> [Required action]: Could you give the entries back exactly as they stand, minus any pictures?

(Stored data)
━━━━

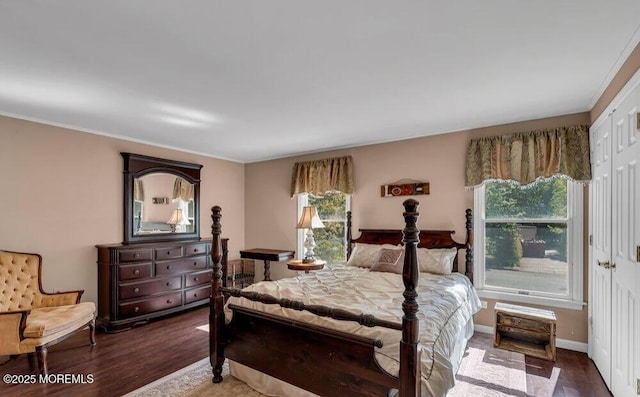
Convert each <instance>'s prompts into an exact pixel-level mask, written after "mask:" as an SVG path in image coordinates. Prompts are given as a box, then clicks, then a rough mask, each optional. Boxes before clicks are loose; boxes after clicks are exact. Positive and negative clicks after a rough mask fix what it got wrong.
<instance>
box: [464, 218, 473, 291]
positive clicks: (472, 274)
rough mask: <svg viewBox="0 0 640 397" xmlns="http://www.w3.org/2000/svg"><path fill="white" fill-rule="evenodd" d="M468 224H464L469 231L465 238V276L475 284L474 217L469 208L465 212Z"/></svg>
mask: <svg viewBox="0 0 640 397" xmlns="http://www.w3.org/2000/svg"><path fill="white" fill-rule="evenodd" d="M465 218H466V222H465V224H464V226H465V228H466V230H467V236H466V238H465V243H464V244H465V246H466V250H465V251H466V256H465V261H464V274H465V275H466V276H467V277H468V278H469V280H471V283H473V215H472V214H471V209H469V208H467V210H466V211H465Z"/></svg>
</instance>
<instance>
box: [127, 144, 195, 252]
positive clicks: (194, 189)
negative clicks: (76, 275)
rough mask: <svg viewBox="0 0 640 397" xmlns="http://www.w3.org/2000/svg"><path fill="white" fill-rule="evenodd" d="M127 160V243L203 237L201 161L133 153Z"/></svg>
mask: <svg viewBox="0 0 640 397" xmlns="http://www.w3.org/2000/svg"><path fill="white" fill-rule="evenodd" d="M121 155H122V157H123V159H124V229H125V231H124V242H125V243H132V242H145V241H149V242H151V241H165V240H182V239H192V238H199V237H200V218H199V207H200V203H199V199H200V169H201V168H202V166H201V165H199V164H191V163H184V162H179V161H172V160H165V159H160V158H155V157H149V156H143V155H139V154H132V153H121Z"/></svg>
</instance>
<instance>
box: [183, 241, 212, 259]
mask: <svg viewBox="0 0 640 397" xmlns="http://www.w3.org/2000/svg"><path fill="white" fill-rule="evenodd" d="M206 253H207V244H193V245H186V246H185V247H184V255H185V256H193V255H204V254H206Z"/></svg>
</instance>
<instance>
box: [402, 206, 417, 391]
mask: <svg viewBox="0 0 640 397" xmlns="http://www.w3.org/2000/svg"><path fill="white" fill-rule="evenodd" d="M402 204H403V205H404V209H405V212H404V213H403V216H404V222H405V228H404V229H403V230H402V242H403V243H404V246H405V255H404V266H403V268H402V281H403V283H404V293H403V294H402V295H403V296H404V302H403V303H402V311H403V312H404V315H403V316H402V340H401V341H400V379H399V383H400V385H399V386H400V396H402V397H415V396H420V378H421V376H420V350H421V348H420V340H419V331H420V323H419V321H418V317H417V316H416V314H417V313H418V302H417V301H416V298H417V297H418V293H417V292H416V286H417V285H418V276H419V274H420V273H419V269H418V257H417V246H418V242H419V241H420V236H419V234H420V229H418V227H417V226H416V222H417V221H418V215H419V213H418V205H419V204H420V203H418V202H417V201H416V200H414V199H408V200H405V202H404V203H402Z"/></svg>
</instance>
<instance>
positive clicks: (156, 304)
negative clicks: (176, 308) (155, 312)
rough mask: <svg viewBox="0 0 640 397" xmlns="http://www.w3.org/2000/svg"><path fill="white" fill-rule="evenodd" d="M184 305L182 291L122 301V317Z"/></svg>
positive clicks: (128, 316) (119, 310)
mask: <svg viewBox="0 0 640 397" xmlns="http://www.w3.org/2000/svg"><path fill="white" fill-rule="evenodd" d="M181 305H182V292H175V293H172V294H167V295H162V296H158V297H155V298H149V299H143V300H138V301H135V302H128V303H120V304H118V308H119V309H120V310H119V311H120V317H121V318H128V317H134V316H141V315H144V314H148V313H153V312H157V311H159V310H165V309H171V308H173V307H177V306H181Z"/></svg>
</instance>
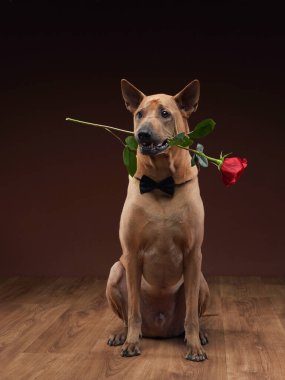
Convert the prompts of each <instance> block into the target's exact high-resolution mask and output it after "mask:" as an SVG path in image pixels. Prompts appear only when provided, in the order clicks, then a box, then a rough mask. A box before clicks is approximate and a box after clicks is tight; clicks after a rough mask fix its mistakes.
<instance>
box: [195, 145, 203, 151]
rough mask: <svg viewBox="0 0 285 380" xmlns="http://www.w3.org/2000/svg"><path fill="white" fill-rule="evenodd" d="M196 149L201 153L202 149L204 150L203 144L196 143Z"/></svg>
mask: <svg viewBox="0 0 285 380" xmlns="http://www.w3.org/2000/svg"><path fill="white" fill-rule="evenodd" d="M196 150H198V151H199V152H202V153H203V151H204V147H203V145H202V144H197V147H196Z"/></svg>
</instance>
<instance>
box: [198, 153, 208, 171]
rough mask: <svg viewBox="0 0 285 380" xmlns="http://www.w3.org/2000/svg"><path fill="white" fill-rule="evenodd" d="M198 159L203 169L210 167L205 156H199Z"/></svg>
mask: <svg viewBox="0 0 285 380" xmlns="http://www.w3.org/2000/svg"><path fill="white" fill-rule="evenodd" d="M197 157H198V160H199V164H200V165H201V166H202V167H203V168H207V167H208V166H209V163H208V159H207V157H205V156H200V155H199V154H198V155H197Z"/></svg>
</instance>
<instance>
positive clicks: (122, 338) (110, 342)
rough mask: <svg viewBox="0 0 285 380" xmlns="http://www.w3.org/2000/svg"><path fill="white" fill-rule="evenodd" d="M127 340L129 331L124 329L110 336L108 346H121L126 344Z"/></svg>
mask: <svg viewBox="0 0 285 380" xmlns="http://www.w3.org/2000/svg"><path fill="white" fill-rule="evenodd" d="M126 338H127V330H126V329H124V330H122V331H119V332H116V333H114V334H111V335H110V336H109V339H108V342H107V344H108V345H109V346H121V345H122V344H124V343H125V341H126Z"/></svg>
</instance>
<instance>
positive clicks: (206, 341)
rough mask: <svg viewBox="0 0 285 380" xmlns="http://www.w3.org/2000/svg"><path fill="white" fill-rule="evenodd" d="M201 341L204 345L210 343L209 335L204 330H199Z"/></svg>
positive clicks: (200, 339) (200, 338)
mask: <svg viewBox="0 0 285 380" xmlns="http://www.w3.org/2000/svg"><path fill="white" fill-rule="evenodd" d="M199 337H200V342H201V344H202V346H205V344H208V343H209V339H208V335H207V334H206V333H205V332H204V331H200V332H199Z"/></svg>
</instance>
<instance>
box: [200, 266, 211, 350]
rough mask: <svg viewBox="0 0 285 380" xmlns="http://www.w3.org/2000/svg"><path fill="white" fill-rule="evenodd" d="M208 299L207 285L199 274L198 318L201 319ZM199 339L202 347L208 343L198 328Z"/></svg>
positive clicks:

━━━━

> [Your solution]:
Convert each <instance>'s prompts into an exact pixel-level mask, written after "mask:" as an SVG path in image coordinates. Prompts are given as a box, then clicks, then a rough mask, each optional. Boxes before clicks are loose; boxes after clicks are exact. Positive and negative clicks after a rough mask fix what it got wrong.
<instance>
box: [464, 218, 473, 291]
positive clicks: (472, 274)
rough mask: <svg viewBox="0 0 640 397" xmlns="http://www.w3.org/2000/svg"><path fill="white" fill-rule="evenodd" d="M468 224H464L469 231L465 238V276L475 284L474 217L469 208L465 212Z"/></svg>
mask: <svg viewBox="0 0 640 397" xmlns="http://www.w3.org/2000/svg"><path fill="white" fill-rule="evenodd" d="M465 218H466V222H465V224H464V226H465V228H466V230H467V236H466V238H465V243H464V244H465V246H466V250H465V251H466V256H465V261H464V274H465V275H466V276H467V277H468V278H469V280H471V283H473V215H472V214H471V209H469V208H467V210H466V211H465Z"/></svg>
</instance>
<instance>
box: [127, 144, 195, 252]
positive clicks: (194, 189)
negative clicks: (76, 275)
rough mask: <svg viewBox="0 0 640 397" xmlns="http://www.w3.org/2000/svg"><path fill="white" fill-rule="evenodd" d="M127 160V243L203 237L201 161L133 153Z"/></svg>
mask: <svg viewBox="0 0 640 397" xmlns="http://www.w3.org/2000/svg"><path fill="white" fill-rule="evenodd" d="M121 155H122V157H123V159H124V229H125V231H124V242H125V243H132V242H145V241H149V242H151V241H165V240H182V239H192V238H199V237H200V218H199V207H200V203H199V199H200V169H201V168H202V166H201V165H199V164H191V163H184V162H179V161H172V160H165V159H160V158H155V157H149V156H143V155H139V154H132V153H121Z"/></svg>
</instance>
<instance>
box: [183, 241, 212, 259]
mask: <svg viewBox="0 0 640 397" xmlns="http://www.w3.org/2000/svg"><path fill="white" fill-rule="evenodd" d="M206 253H207V244H193V245H186V246H185V247H184V255H185V256H193V255H204V254H206Z"/></svg>
</instance>
<instance>
box: [402, 206, 417, 391]
mask: <svg viewBox="0 0 640 397" xmlns="http://www.w3.org/2000/svg"><path fill="white" fill-rule="evenodd" d="M402 204H403V205H404V209H405V212H404V213H403V216H404V222H405V228H404V229H403V230H402V242H403V243H404V246H405V255H404V266H403V268H402V281H403V283H404V293H403V294H402V295H403V296H404V302H403V303H402V311H403V312H404V315H403V316H402V340H401V341H400V379H399V383H400V385H399V386H400V396H402V397H415V396H420V378H421V376H420V350H421V348H420V340H419V331H420V323H419V321H418V317H417V316H416V314H417V313H418V302H417V301H416V298H417V297H418V293H417V292H416V286H417V285H418V276H419V274H420V273H419V269H418V257H417V246H418V242H419V241H420V236H419V234H420V229H418V227H417V226H416V222H417V221H418V215H419V213H418V205H419V204H420V203H418V202H417V201H416V200H414V199H408V200H405V202H404V203H402Z"/></svg>
</instance>
<instance>
positive clicks: (156, 304)
negative clicks: (176, 308) (155, 312)
rough mask: <svg viewBox="0 0 640 397" xmlns="http://www.w3.org/2000/svg"><path fill="white" fill-rule="evenodd" d="M184 305L182 291L122 301V317Z"/></svg>
positive clicks: (128, 316) (119, 310)
mask: <svg viewBox="0 0 640 397" xmlns="http://www.w3.org/2000/svg"><path fill="white" fill-rule="evenodd" d="M181 305H182V292H175V293H172V294H167V295H162V296H158V297H155V298H149V299H143V300H138V301H135V302H128V303H120V304H118V308H119V309H120V310H119V311H120V317H121V318H128V317H134V316H141V315H144V314H148V313H153V312H157V311H159V310H165V309H171V308H173V307H177V306H181Z"/></svg>
</instance>
Convert the prompts of each <instance> block into the target's exact high-resolution mask and output it after "mask:" as an SVG path in image pixels. Prompts appear only when provided, in the order clicks, then a box, then a rough mask. A box before clicks is approximate and a box after clicks is tight; clicks after a rough mask fix its mistakes.
<instance>
box: [195, 145, 203, 151]
rough mask: <svg viewBox="0 0 285 380" xmlns="http://www.w3.org/2000/svg"><path fill="white" fill-rule="evenodd" d="M196 149L201 153L202 149L204 150L203 144L196 143Z"/></svg>
mask: <svg viewBox="0 0 285 380" xmlns="http://www.w3.org/2000/svg"><path fill="white" fill-rule="evenodd" d="M196 150H198V151H199V152H202V153H203V151H204V147H203V145H202V144H197V147H196Z"/></svg>
</instance>
<instance>
box: [198, 153, 208, 171]
rough mask: <svg viewBox="0 0 285 380" xmlns="http://www.w3.org/2000/svg"><path fill="white" fill-rule="evenodd" d="M198 159L203 169L210 167L205 156H199Z"/></svg>
mask: <svg viewBox="0 0 285 380" xmlns="http://www.w3.org/2000/svg"><path fill="white" fill-rule="evenodd" d="M197 157H198V160H199V164H200V165H201V166H202V167H203V168H207V167H208V166H209V163H208V159H207V157H205V156H200V155H199V154H198V155H197Z"/></svg>
</instance>
<instance>
positive clicks: (122, 338) (110, 342)
rough mask: <svg viewBox="0 0 285 380" xmlns="http://www.w3.org/2000/svg"><path fill="white" fill-rule="evenodd" d="M127 340L129 331L124 329L110 336L108 346H121L126 344Z"/></svg>
mask: <svg viewBox="0 0 285 380" xmlns="http://www.w3.org/2000/svg"><path fill="white" fill-rule="evenodd" d="M126 338H127V330H126V329H124V330H122V331H119V332H116V333H114V334H111V335H110V336H109V339H108V342H107V344H108V345H109V346H121V345H122V344H124V343H125V341H126Z"/></svg>
</instance>
<instance>
positive clicks: (206, 341)
rough mask: <svg viewBox="0 0 285 380" xmlns="http://www.w3.org/2000/svg"><path fill="white" fill-rule="evenodd" d="M201 341L204 345L210 343L209 335L204 330H199Z"/></svg>
positive clicks: (200, 339) (200, 338)
mask: <svg viewBox="0 0 285 380" xmlns="http://www.w3.org/2000/svg"><path fill="white" fill-rule="evenodd" d="M199 337H200V342H201V344H202V346H205V344H208V343H209V339H208V335H207V334H206V333H205V332H204V331H200V332H199Z"/></svg>
</instance>
<instance>
box: [200, 266, 211, 350]
rough mask: <svg viewBox="0 0 285 380" xmlns="http://www.w3.org/2000/svg"><path fill="white" fill-rule="evenodd" d="M208 299L207 285L199 274L198 318L201 319ZM199 339L202 347L208 343L198 328Z"/></svg>
positive clicks:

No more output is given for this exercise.